**Exercise input:**
══════════════════════════════
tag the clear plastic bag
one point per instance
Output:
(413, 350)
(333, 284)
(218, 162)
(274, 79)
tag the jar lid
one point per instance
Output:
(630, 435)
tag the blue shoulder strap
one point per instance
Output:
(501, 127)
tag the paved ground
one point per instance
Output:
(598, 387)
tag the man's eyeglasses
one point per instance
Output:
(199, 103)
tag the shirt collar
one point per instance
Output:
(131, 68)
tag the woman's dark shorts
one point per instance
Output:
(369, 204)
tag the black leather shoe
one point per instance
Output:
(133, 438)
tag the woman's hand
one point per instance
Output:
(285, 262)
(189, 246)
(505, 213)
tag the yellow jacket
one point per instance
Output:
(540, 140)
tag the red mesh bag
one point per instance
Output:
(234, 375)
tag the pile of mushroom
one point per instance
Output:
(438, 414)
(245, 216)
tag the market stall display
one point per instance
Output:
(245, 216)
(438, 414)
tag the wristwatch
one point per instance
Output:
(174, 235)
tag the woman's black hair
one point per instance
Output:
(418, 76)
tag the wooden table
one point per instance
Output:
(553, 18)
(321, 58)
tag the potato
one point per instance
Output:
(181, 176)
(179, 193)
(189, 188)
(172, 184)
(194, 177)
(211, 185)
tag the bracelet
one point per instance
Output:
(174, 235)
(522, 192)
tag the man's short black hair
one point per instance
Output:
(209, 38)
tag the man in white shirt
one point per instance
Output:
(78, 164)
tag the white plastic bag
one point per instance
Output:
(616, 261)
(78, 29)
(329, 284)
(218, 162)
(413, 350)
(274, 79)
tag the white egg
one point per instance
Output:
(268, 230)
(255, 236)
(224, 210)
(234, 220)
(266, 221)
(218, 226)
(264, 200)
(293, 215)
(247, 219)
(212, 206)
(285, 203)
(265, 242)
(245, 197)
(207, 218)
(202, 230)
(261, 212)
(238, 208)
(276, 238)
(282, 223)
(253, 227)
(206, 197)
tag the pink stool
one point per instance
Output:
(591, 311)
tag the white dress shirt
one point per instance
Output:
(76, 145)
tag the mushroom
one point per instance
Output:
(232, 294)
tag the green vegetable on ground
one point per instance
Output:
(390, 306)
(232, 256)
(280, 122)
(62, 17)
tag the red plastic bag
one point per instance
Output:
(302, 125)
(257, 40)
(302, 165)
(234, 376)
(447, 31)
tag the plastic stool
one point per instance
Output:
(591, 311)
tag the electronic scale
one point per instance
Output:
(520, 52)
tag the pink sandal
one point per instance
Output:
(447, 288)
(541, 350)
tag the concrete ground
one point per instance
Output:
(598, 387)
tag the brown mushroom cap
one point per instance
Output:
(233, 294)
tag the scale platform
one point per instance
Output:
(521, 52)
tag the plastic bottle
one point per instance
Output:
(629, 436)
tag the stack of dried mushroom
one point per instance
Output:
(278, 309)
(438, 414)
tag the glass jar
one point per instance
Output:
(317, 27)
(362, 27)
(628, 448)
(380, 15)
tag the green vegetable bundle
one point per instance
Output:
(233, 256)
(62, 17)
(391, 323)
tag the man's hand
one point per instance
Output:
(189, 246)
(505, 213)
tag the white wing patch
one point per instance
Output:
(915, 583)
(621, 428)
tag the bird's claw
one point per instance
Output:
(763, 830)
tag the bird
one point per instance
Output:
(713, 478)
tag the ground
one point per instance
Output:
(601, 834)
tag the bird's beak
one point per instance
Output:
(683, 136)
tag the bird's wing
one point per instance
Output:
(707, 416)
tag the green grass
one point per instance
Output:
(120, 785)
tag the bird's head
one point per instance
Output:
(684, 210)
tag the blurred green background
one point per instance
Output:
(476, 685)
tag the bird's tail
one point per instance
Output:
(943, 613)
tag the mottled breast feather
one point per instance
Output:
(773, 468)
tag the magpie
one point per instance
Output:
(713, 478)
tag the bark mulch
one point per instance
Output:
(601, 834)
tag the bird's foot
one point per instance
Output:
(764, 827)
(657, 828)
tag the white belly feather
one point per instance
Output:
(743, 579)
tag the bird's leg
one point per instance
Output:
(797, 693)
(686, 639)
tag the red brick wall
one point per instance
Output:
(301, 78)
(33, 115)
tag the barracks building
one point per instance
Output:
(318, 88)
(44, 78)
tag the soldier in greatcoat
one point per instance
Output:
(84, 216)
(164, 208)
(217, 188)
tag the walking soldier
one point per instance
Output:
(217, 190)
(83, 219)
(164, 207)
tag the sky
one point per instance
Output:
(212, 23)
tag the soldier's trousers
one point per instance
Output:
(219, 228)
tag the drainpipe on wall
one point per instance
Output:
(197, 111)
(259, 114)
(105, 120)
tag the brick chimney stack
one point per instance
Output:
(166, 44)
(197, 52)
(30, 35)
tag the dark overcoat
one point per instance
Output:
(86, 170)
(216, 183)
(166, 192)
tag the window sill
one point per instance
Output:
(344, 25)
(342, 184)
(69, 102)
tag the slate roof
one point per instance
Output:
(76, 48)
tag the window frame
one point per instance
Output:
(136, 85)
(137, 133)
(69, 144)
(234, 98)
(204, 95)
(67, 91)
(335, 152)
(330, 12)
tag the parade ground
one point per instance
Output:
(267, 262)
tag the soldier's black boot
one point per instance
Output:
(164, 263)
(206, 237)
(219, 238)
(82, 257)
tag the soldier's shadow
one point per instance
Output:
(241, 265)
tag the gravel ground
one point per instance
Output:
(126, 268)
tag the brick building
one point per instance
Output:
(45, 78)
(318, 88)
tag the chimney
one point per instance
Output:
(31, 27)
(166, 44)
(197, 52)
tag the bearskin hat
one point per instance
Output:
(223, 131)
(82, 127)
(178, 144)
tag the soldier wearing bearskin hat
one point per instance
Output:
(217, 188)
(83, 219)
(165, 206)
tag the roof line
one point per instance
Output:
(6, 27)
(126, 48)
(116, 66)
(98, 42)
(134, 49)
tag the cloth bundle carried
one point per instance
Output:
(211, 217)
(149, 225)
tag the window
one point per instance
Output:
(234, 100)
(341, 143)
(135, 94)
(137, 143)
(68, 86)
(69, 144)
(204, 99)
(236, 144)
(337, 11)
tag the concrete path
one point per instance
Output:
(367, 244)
══════════════════════════════
**What you should do:**
Return the listing above in full, character for character.

**Task response:**
tag the clear plastic bag
one point per instance
Output:
(413, 350)
(333, 284)
(218, 162)
(274, 79)
tag the jar lid
one point per instance
Output:
(630, 435)
tag the blue shoulder strap
one point per instance
Output:
(501, 127)
tag the paved ground
one point per instance
Output:
(598, 387)
tag the man's eyeglasses
one point per instance
Output:
(199, 103)
tag the shirt collar
one point per instance
Output:
(131, 68)
tag the woman's dark shorts
one point per instance
Output:
(369, 204)
tag the black leather shoe
one point per instance
Output:
(133, 438)
tag the woman's hand
one point per instance
Output:
(285, 262)
(189, 246)
(505, 213)
tag the yellow jacket
one point per instance
Output:
(540, 140)
tag the red mesh bag
one point per instance
Output:
(234, 375)
tag the pile of mushroom
one point per instance
Output:
(438, 414)
(245, 216)
tag the market stall display
one point per instance
Output:
(245, 216)
(438, 414)
tag the wristwatch
one point per instance
Output:
(174, 235)
tag the woman's black hair
one point per instance
Output:
(418, 76)
tag the wooden table
one point per instance
Output:
(553, 18)
(321, 58)
tag the potato
one point per instance
Output:
(181, 176)
(179, 193)
(189, 188)
(172, 184)
(194, 177)
(211, 185)
tag the bracelet
one point per instance
Output:
(174, 235)
(522, 192)
tag the man's short black hair
one point per instance
Output:
(209, 38)
tag the man in white shirt
one point per instance
Output:
(78, 164)
tag the white plastic bag
one point per instance
Output:
(616, 261)
(78, 29)
(329, 284)
(218, 162)
(413, 350)
(274, 79)
tag the white egg
one point per instance
Output:
(268, 230)
(255, 236)
(224, 210)
(234, 220)
(266, 221)
(218, 226)
(264, 200)
(293, 215)
(247, 219)
(212, 206)
(285, 203)
(265, 242)
(245, 197)
(207, 218)
(202, 230)
(261, 212)
(238, 208)
(276, 238)
(282, 223)
(253, 227)
(206, 197)
tag the pink stool
one point per instance
Output:
(591, 311)
tag the white dress shirt
one point per instance
Output:
(76, 145)
tag the mushroom
one point per instance
Output:
(232, 294)
tag the green vegetable on ground
one point per instance
Output:
(390, 306)
(232, 256)
(280, 122)
(62, 17)
tag the red plastic bag
one point per instance
Output:
(302, 125)
(257, 40)
(302, 165)
(234, 376)
(447, 31)
tag the plastic stool
one point per instance
Output:
(591, 311)
tag the electronic scale
one point per instance
Output:
(520, 52)
tag the pink sandal
one point per instance
Output:
(447, 288)
(541, 350)
tag the concrete ground
one point per instance
Output:
(598, 387)
tag the brown mushroom cap
one point per instance
Output:
(233, 294)
tag the scale platform
one point per instance
Output:
(521, 52)
tag the plastic bottle
one point per instance
Output:
(629, 436)
tag the stack of dried mushroom
one point per instance
Output:
(278, 309)
(438, 414)
tag the glass jar
one point per instance
Output:
(317, 27)
(362, 27)
(628, 448)
(380, 15)
tag the green vegetable bundle
one point per instance
Output:
(233, 256)
(62, 17)
(391, 323)
tag the man's hand
one point per instance
Output:
(189, 246)
(505, 213)
tag the white wing patch
one point per instance
Output:
(915, 583)
(621, 428)
tag the bird's claw
one point per instance
Output:
(763, 830)
tag the bird
one point per instance
Output:
(713, 478)
tag the ground
one point per instance
Output:
(601, 834)
tag the bird's beak
one point per instance
Output:
(683, 136)
tag the bird's wing
one point per instance
Output:
(707, 416)
tag the green grass
one point per instance
Output:
(120, 785)
tag the bird's head
one point per instance
Output:
(684, 210)
tag the blurred green background
one point per instance
Output:
(476, 685)
tag the bird's tail
one point per instance
Output:
(943, 613)
tag the mottled breast feather
one point per instance
Output:
(773, 468)
tag the magpie
one point per instance
Output:
(713, 478)
tag the bark mulch
one point per instance
Output:
(601, 834)
tag the bird's foot
one point per instance
Output:
(764, 827)
(657, 828)
tag the white belly feather
one point per instance
Output:
(743, 579)
tag the bird's leg
one point per instance
Output:
(797, 693)
(686, 639)
tag the red brick wall
one point per instance
Output:
(301, 78)
(33, 115)
tag the barracks building
one point per instance
Output:
(318, 88)
(44, 78)
tag the soldier in greatcoat
one point per instance
Output:
(84, 216)
(164, 208)
(217, 188)
tag the walking soldier
one point per instance
Output:
(217, 190)
(83, 219)
(164, 207)
tag the sky
one point per instance
Output:
(212, 23)
tag the soldier's trousers
one point per instance
Output:
(219, 228)
tag the drainpipe on wall
one point per instance
Output:
(197, 111)
(259, 114)
(105, 120)
tag the brick chimney stack
one point per instance
Output:
(166, 44)
(197, 52)
(30, 35)
tag the dark overcoat
one point per instance
Output:
(86, 170)
(216, 183)
(166, 192)
tag the window sill
one point per instance
Output:
(344, 25)
(342, 184)
(69, 102)
tag the slate roof
one point per instance
Output:
(76, 48)
tag the window frame
one point per instance
Output:
(136, 85)
(137, 133)
(69, 144)
(234, 98)
(204, 95)
(67, 91)
(335, 152)
(330, 12)
tag the parade ground
one point per instance
Output:
(267, 262)
tag the soldier's black boot
one point per instance
Output:
(164, 263)
(206, 237)
(219, 238)
(82, 257)
tag the soldier's shadow
one point per instance
Output:
(241, 265)
tag the gravel ground
one point per instance
Output:
(126, 268)
tag the brick building
one point per instance
Output:
(45, 78)
(318, 88)
tag the chimney
one point per instance
Output:
(31, 27)
(166, 44)
(197, 52)
tag the bearskin hat
one point per instance
Output:
(223, 131)
(82, 127)
(178, 144)
tag the soldier wearing bearskin hat
one point per instance
Output:
(217, 188)
(83, 219)
(165, 206)
tag the roof line
one point per instance
Output:
(6, 27)
(126, 48)
(116, 66)
(98, 42)
(134, 49)
tag the cloth bundle carried
one point per instance
Output:
(211, 217)
(149, 225)
tag the window
one point per instance
Output:
(234, 100)
(341, 143)
(135, 94)
(137, 143)
(68, 86)
(69, 144)
(204, 99)
(236, 144)
(337, 11)
tag the concrete path
one point per instance
Output:
(367, 244)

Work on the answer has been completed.